- [DATA RECORDS]:
━━━━

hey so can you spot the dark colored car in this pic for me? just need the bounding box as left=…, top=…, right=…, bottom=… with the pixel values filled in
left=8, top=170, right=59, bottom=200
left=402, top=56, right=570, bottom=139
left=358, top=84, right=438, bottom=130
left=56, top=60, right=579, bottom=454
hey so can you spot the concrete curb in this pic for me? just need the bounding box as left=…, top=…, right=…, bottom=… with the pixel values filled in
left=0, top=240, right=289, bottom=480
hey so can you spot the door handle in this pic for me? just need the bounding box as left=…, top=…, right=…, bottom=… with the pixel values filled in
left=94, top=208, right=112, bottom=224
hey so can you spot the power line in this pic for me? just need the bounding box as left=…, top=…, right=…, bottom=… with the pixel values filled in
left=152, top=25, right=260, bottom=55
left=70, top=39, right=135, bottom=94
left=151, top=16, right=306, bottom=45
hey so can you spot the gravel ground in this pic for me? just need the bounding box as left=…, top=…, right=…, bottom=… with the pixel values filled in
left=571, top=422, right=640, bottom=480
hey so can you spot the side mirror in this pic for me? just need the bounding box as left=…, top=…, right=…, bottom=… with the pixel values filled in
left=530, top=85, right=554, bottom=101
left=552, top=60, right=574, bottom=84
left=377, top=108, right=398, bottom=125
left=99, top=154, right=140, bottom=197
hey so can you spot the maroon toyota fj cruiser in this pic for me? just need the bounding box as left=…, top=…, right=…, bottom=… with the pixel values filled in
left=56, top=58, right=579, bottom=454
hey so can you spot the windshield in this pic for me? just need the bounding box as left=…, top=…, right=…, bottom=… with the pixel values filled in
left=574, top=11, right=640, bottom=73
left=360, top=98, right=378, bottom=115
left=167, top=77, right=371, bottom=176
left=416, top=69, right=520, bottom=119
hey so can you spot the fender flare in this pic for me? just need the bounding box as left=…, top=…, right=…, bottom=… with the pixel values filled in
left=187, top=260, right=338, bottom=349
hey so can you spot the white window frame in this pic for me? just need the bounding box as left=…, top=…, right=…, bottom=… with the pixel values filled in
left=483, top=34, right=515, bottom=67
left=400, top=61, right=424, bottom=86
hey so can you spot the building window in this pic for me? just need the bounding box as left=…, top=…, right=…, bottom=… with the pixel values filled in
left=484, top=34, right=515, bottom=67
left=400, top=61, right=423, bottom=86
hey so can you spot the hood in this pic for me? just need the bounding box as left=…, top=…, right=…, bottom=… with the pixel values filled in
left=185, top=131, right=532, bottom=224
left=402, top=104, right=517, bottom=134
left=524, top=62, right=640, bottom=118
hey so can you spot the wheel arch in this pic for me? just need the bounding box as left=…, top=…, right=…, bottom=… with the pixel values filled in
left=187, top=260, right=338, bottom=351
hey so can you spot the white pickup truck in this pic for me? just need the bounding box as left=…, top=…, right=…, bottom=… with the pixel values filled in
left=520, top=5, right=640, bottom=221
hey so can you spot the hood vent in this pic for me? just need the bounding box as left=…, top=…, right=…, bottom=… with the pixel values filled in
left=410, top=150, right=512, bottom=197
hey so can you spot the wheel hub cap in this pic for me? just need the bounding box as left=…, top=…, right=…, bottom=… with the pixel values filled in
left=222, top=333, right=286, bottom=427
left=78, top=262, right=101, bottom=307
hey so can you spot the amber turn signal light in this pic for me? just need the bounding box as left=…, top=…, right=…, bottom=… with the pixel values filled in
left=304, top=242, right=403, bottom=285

━━━━

Reproduce the entire listing word for word.

- [SOLUTION TO THE PROBLEM]:
hey so can you spot the dark colored car in this pic for me? just need the bounding box as left=…, top=…, right=…, bottom=… with the pixel values filled in
left=8, top=170, right=59, bottom=200
left=402, top=56, right=570, bottom=139
left=358, top=84, right=438, bottom=130
left=56, top=60, right=579, bottom=454
hey so can you spot the concrete curb in this pic for me? just need the bounding box as left=…, top=…, right=…, bottom=… with the pixel values filled in
left=0, top=240, right=289, bottom=480
hey so can you spot the door handle in this pic for me? just need the bounding box as left=…, top=…, right=…, bottom=… with the pixel values filled in
left=94, top=208, right=112, bottom=224
hey so can you spot the power line in this pic for me? just need the bounding box as left=…, top=…, right=…, bottom=… with the pixel values filled in
left=152, top=25, right=260, bottom=55
left=70, top=39, right=135, bottom=94
left=151, top=16, right=306, bottom=45
hey so can you spot the gravel ground in this pic for me? just need the bounding box as left=…, top=…, right=…, bottom=… with the pixel values filled in
left=571, top=422, right=640, bottom=480
hey so can you spot the side mirror in this pic for me? just need the bounding box as left=…, top=…, right=…, bottom=… with the pixel values filled in
left=530, top=85, right=554, bottom=101
left=552, top=60, right=574, bottom=84
left=377, top=108, right=398, bottom=125
left=99, top=154, right=140, bottom=197
hey so can you spot the maroon toyota fj cruiser in this pic for me? just need the bounding box as left=…, top=…, right=…, bottom=… with the pixel values filled in
left=56, top=58, right=579, bottom=454
hey so can you spot the windshield in this pic for me? just need the bounding box as left=…, top=…, right=…, bottom=… with the pixel values filled in
left=574, top=11, right=640, bottom=73
left=360, top=98, right=378, bottom=115
left=167, top=77, right=371, bottom=176
left=416, top=69, right=520, bottom=119
hey so can you spot the fender flare in this pic for me? just need the bounding box as left=…, top=…, right=…, bottom=… with the pixel values filled in
left=187, top=260, right=338, bottom=349
hey so can you spot the white window frame in this pic for me? just need the bounding box as left=…, top=…, right=…, bottom=… with the pixel values filled in
left=483, top=34, right=515, bottom=67
left=400, top=61, right=424, bottom=86
hey so can you spot the building window in this pic for me? just need the bounding box as left=…, top=…, right=…, bottom=… with the pixel values filled in
left=484, top=34, right=515, bottom=67
left=400, top=61, right=423, bottom=86
hey so can you spot the hood in this pic for me? just need the bounding box as left=…, top=…, right=…, bottom=… with the pixel values filled in
left=185, top=131, right=532, bottom=224
left=402, top=104, right=517, bottom=134
left=524, top=62, right=640, bottom=118
hey so can you spot the wheel arch in this pic for me? just need the bounding box as left=…, top=…, right=…, bottom=… with the pixel values filled in
left=187, top=260, right=338, bottom=351
hey so can you spot the white pickup truck in this pic for me? just need the bounding box as left=…, top=…, right=…, bottom=… with the pixel values filled in
left=520, top=5, right=640, bottom=221
hey so can you spot the hood vent in this pic for me? just need the bounding box as left=…, top=…, right=…, bottom=… with the pixel values filled in
left=410, top=150, right=512, bottom=197
hey so can you spot the wheel hub cap in this pic for me? just need the bounding box as left=…, top=…, right=…, bottom=… with the pixel values filled in
left=222, top=333, right=286, bottom=427
left=78, top=262, right=101, bottom=307
hey so can you spot the amber turn signal light in this pic for me? just need the bounding box as left=…, top=…, right=…, bottom=… with the pixel values filled in
left=304, top=242, right=403, bottom=285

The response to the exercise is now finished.